#### EXCERPTED PASSAGE
----

The Extreme ultraviolet Imaging Telescope (EIT) is an instrument on the SOHO spacecraft, used to obtain high-resolution images of the solar corona. The EIT is sensitive to EUV light at different wavelengths: 17.1, 19.5, 28.4 nm produced by ionized Iron, and 30.4 nm produced by Helium. The four images show the intensity distribution at these wavelengths, originating in the solar chromosphere and the transition region.
The average and local intensity may vary by orders of magnitude on time scales of minutes to hours (unpredictable solar flares), days to months (predictable solar rotation), and years to decades (predictable Solar Cycle).
Solar flares and CMEs emit radio waves at various frequencies.
• These emissions come in bursts.
• These bursts disrupt space weather and interfere with communication systems.
• The spectrum of radiation spans from a few kHz to several GHz.
• Different sunspot cycles can produce distinct radio burst distributions, especially at 245 MHz.
• Predicting future solar events is challenging due to gaps in data archives, leading to underestimated burst rates.
• The temporal variations in the maximum solar radiation intensity at different frequencies, particularly at 245 MHz, help estimate the flow velocity in the solar corona during coronal mass ejections.
Solar radio emissions may indicate complex processes.

----

#### WHAT NEEDS TO BE DONE
Reproduce the entire passage above on solar EUV imaging and radio emissions word for word.

----

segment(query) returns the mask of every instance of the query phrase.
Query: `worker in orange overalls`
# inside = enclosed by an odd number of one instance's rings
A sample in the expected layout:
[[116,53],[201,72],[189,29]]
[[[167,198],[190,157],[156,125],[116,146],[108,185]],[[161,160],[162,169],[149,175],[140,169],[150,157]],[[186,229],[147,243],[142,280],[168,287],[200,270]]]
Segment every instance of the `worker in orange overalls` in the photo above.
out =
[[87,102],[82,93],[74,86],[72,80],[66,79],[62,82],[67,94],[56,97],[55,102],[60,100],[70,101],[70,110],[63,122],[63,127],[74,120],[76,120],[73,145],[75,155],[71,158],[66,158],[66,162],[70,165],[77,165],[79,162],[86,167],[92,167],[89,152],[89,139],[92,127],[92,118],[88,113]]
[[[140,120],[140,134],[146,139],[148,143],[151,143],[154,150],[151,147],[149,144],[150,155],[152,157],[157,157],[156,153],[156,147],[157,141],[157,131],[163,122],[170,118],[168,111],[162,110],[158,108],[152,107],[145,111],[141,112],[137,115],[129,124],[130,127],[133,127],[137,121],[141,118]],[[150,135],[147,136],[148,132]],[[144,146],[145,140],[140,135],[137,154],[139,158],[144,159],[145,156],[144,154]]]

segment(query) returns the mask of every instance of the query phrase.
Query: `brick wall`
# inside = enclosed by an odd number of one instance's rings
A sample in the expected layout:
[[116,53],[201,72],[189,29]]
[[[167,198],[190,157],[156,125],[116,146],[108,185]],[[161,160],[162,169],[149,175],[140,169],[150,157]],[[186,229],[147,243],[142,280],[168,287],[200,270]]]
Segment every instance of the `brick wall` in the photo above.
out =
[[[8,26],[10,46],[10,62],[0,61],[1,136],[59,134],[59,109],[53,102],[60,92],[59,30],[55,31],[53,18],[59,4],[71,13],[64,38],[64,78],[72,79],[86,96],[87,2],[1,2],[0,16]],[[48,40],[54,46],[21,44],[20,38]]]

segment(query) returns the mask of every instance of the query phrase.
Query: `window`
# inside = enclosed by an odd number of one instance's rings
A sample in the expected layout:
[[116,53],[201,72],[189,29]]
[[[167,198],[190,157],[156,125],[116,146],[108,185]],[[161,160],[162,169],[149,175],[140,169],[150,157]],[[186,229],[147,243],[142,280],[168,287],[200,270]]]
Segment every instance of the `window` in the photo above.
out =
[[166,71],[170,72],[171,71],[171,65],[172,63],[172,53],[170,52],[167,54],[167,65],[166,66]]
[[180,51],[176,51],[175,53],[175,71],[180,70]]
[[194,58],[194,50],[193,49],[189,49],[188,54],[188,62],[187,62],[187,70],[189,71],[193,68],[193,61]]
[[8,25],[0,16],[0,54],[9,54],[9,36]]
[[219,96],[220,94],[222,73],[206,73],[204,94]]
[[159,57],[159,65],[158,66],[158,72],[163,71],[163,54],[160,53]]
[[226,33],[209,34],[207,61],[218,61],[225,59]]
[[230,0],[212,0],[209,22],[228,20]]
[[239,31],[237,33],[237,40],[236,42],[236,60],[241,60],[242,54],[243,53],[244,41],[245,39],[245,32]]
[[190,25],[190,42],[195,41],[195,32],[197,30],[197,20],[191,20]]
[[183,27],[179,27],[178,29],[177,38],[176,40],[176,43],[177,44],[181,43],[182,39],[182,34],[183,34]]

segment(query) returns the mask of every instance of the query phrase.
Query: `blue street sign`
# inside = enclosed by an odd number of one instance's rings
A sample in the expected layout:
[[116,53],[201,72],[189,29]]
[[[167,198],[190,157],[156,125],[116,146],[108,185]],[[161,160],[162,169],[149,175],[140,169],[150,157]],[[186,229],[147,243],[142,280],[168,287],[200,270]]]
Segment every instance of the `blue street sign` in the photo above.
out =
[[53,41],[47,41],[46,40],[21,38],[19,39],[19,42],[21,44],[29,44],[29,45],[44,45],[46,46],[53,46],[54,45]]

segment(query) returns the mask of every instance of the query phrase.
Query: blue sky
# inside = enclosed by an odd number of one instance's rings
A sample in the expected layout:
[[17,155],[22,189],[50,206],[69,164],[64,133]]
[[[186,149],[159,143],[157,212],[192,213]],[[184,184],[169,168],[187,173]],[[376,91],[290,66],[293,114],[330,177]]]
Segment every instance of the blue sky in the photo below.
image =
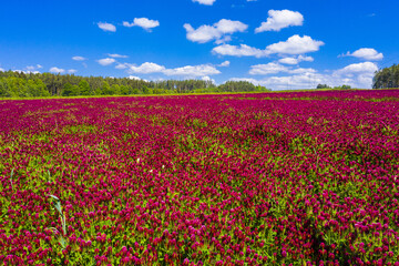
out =
[[7,1],[0,70],[370,88],[399,63],[395,0]]

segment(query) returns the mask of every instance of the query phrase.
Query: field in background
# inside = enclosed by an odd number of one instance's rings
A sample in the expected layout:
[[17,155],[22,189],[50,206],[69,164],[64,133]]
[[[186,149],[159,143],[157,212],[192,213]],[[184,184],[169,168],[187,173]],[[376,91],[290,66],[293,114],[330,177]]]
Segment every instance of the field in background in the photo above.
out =
[[397,265],[399,91],[0,101],[7,265]]

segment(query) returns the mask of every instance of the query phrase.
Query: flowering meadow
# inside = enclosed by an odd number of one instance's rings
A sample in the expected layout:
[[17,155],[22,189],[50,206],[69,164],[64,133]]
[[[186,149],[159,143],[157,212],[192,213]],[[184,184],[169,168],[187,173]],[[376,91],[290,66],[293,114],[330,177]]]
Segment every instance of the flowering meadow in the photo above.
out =
[[399,91],[0,101],[3,265],[399,265]]

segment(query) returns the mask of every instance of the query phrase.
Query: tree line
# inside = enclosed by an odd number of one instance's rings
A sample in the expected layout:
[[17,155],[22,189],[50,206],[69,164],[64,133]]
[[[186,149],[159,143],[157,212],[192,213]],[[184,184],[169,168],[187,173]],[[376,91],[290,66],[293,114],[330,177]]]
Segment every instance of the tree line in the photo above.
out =
[[399,88],[399,64],[376,72],[372,89]]
[[176,94],[268,91],[247,81],[215,85],[205,80],[144,81],[130,78],[0,71],[0,98]]

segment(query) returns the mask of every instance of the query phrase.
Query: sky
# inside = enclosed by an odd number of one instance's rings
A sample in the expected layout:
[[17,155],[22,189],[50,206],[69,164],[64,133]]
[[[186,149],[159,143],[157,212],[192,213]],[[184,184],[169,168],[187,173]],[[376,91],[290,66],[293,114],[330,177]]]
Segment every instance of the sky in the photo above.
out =
[[371,88],[399,63],[396,0],[4,1],[0,71]]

----

#### SOLUTION TO THIS EXERCISE
The Extreme ultraviolet Imaging Telescope (EIT) is an instrument on the SOHO spacecraft, used to obtain high-resolution images of the solar corona. The EIT is sensitive to EUV light at different wavelengths: 17.1, 19.5, 28.4 nm produced by ionized Iron, and 30.4 nm produced by Helium. The four images show the intensity distribution at these wavelengths, originating in the solar chromosphere and the transition region.
The average and local intensity may vary by orders of magnitude on time scales of minutes to hours (unpredictable solar flares), days to months (predictable solar rotation), and years to decades (predictable Solar Cycle).
Solar flares and CMEs emit radio waves at various frequencies.
• These emissions come in bursts.
• These bursts disrupt space weather and interfere with communication systems.
• The spectrum of radiation spans from a few kHz to several GHz.
• Different sunspot cycles can produce distinct radio burst distributions, especially at 245 MHz.
• Predicting future solar events is challenging due to gaps in data archives, leading to underestimated burst rates.
• The temporal variations in the maximum solar radiation intensity at different frequencies, particularly at 245 MHz, help estimate the flow velocity in the solar corona during coronal mass ejections.
Solar radio emissions may indicate complex processes.